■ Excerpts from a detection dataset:
** Start **

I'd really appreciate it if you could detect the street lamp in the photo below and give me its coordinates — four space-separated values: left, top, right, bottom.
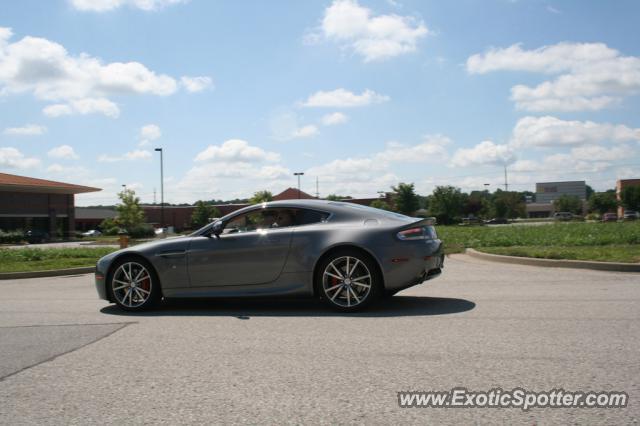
155 148 164 233
293 172 304 199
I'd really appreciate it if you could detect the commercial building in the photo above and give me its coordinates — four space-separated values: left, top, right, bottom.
616 179 640 217
526 180 587 218
0 173 101 238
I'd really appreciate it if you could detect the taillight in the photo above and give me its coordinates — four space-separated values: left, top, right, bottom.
397 227 429 240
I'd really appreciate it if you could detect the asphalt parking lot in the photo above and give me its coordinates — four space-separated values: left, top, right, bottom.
0 255 640 425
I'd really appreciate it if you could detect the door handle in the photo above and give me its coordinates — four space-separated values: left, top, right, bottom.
156 250 186 258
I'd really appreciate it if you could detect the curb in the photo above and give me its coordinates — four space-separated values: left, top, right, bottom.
465 248 640 272
0 266 96 280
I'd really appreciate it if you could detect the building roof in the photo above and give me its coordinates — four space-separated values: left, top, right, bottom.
273 188 316 201
0 173 102 194
76 207 118 220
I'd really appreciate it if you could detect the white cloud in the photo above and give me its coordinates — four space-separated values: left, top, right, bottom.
42 98 120 118
311 0 429 62
180 75 213 93
3 124 47 136
140 124 162 141
0 27 200 117
451 141 516 167
301 89 390 108
69 0 188 12
0 147 40 169
467 42 640 112
291 124 320 139
98 149 153 163
321 112 349 126
47 145 79 160
194 139 280 163
511 116 640 147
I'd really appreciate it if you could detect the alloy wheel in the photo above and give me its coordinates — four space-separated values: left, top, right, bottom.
111 262 153 308
322 256 372 308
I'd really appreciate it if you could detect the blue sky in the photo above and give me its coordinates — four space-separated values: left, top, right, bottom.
0 0 640 205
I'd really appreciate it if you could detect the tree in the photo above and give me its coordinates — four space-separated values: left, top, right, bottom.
589 189 618 214
553 195 582 214
429 186 465 225
116 189 145 230
249 189 273 204
391 182 420 216
369 199 393 211
191 201 220 228
620 185 640 211
491 189 527 219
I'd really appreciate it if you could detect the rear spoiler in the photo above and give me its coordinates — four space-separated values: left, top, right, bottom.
399 217 436 230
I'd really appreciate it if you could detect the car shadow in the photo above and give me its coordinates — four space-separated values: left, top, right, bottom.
100 296 476 319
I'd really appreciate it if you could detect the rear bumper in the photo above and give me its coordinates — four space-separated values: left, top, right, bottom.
383 240 444 291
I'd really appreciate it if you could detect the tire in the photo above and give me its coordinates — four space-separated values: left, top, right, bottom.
315 249 382 312
107 257 162 312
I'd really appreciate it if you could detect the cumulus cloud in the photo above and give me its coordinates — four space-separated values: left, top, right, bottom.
0 147 40 169
310 0 429 62
321 112 349 126
47 145 79 160
98 149 153 163
2 124 47 136
195 139 280 163
180 75 213 93
69 0 189 12
42 98 120 118
291 124 320 139
0 27 200 118
301 88 390 108
511 116 640 147
467 42 640 112
451 141 516 167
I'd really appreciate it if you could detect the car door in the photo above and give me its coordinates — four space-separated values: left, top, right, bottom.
187 208 293 287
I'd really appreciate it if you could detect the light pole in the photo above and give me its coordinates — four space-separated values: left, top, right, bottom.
293 172 304 199
155 148 164 233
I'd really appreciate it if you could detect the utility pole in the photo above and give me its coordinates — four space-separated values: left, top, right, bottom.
504 164 509 191
155 148 164 230
293 172 304 200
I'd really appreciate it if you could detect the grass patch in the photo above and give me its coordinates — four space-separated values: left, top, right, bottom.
436 221 640 263
436 221 640 249
480 245 640 263
0 247 116 272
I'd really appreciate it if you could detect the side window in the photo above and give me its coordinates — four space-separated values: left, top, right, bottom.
296 209 329 225
222 209 295 235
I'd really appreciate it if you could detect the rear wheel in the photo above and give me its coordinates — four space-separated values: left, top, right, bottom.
316 249 382 312
108 259 161 311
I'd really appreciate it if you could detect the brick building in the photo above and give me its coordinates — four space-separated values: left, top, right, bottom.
0 173 101 238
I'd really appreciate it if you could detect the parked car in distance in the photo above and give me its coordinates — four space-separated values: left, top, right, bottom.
622 210 640 220
95 200 444 312
24 229 49 244
553 212 574 220
484 217 509 225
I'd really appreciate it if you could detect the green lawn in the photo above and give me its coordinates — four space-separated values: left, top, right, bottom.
0 247 116 272
478 244 640 263
436 221 640 262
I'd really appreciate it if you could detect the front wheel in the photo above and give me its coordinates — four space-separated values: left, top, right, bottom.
108 259 160 311
316 250 382 312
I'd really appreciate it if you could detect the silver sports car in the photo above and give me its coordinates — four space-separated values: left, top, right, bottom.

** End **

■ WHAT YOU WILL DO:
Copy out the stretch of the listing from the line containing "I'd really appreciate it if you could detect the rear bumper" through the line containing "222 209 295 235", both ends included, with nothing changed.

■ RESULT OF THE EXERCISE:
I'd really appreciate it if you could detect the rear bumper in the photo above and give me its coordinates — four space-separated values: left, top, right, bottom.
383 240 444 291
I'd really appreciate it if you could detect the tire in the photo above and give me its coordinates — four space-separated values: left, top, right, bottom.
315 249 382 312
107 257 162 312
I'd really appreciate it if you could detect the cumulus cloud in the photo above and give me its coordinates — four space-separated values: left, top, right, bottom.
0 147 40 169
310 0 429 62
321 112 349 126
47 145 79 160
98 149 153 163
2 124 47 136
195 139 280 163
180 75 213 93
69 0 189 12
42 98 120 118
291 124 320 139
0 27 200 118
301 88 390 108
511 116 640 147
467 42 640 112
451 141 516 167
I'd really appreciate it if you could detect the car door in the photo above and give me its coordinates — four space-separated values: left, top, right, bottom.
187 208 293 287
I'd really appreciate it if you could detect the light pole in the photo above and give me its coordinates — four space-separated values: left, top, right, bottom.
293 172 304 199
155 148 164 233
I'd really appreciate it if you could detect the utility pole in the photo above and give me its coordinates — four space-separated values: left, top, right, bottom.
504 164 509 191
155 148 164 230
293 172 304 200
I'd really appreciate it if you could detect the grass patch in the photo above and give me its coordinates — four space-separated values: left, top, right, bottom.
436 221 640 263
436 221 640 249
480 245 640 263
0 247 116 272
I'd really appreciate it if you could detect the side window in the photo above and give me its coordinates — four space-separated values: left, top, right, bottom.
296 209 329 225
222 209 295 235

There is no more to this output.